Exactly reproduce each record listed below.

Provided records:
▼
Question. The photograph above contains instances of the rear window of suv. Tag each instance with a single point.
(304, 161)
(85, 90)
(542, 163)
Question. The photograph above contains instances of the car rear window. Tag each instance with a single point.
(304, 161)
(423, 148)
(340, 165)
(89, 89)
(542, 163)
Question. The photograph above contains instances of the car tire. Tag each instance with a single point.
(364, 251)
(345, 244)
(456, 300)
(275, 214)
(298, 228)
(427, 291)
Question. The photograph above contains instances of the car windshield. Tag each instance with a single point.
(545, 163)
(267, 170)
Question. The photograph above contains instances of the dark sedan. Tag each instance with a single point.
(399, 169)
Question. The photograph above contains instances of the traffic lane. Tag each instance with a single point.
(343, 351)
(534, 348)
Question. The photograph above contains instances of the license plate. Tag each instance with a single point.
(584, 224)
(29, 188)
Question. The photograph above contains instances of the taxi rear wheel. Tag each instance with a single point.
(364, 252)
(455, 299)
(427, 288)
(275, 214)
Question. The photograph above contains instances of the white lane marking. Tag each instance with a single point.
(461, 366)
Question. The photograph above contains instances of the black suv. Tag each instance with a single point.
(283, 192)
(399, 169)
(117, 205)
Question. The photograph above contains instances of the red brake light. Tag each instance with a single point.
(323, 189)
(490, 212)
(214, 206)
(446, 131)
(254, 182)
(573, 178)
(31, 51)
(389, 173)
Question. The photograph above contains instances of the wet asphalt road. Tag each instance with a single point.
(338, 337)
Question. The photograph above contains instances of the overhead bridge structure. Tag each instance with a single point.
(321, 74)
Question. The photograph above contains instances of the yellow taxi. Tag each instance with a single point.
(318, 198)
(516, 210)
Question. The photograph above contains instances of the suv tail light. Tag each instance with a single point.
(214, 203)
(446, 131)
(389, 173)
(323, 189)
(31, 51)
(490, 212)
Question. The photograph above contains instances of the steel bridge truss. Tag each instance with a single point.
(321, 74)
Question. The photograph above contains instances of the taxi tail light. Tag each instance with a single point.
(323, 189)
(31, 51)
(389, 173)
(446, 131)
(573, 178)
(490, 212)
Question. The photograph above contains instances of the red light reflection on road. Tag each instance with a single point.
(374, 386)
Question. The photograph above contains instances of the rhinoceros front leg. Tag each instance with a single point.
▲
Written solution:
Question. The photograph above contains instances of the rear window of suv. Tag each instance with a single point.
(304, 161)
(85, 90)
(542, 163)
Question. The photograph above contains instances of the car rear window. Tag each instance with a single point.
(304, 161)
(423, 148)
(340, 165)
(89, 89)
(542, 163)
Question. The photograph above contains instances of the car tire. Tag each instance with a single point.
(364, 251)
(345, 244)
(456, 300)
(275, 214)
(298, 228)
(427, 291)
Question. The photograph above contains instances of the car windshield. Tag each instance with a single point.
(545, 163)
(267, 170)
Question. The photograph above contains instances of the dark sedan. Tag each instance with a single point.
(399, 169)
Question. The photograph above contains instances of the traffic lane. Tag each instance with a single point.
(343, 351)
(534, 348)
Question. The photograph above contains instances of the license plate. Tag each instance with a single point.
(584, 224)
(29, 188)
Question. The photograph above contains instances of the taxi rear wheel. Tag each instance with a single point.
(364, 252)
(455, 299)
(427, 288)
(275, 214)
Question. The photograph above contains instances of the white lane marking. Tag each instance with a single point.
(461, 366)
Question. The photograph above contains instances of the black suv. Tag each instance with a single point.
(283, 192)
(399, 169)
(117, 205)
Question. The photograph above contains instances of the red brake light. Tag each instance with a single point.
(323, 189)
(490, 212)
(214, 206)
(446, 131)
(254, 182)
(573, 178)
(31, 51)
(389, 173)
Question. The photograph above contains instances of the wet asphalt road. Tag each instance with a single point.
(338, 337)
Question. The photograph above contains instances of the overhead bridge structure. Tag each instance with a single point.
(321, 74)
Question. The photograph above contains instances of the yellow taxi. Tag each instance with a single point.
(318, 198)
(516, 210)
Question. The photograph above contains instances of the suv tail light. Tag each instance with a single point.
(214, 203)
(446, 131)
(389, 173)
(323, 189)
(31, 51)
(490, 212)
Question. The photograph above contains instances of the steel bridge truss. Tag each instance with a single point.
(321, 74)
Question. The photograph above contains instances of the taxi tail light. Tag each instance with a single point.
(323, 189)
(31, 51)
(389, 173)
(446, 131)
(573, 178)
(490, 212)
Question. The photograph above contains instances of the red light reflection on road. Tag each instance with a single point.
(374, 386)
Question. The photograph above contains instances of the rhinoceros front leg. Tag each instance with a single point.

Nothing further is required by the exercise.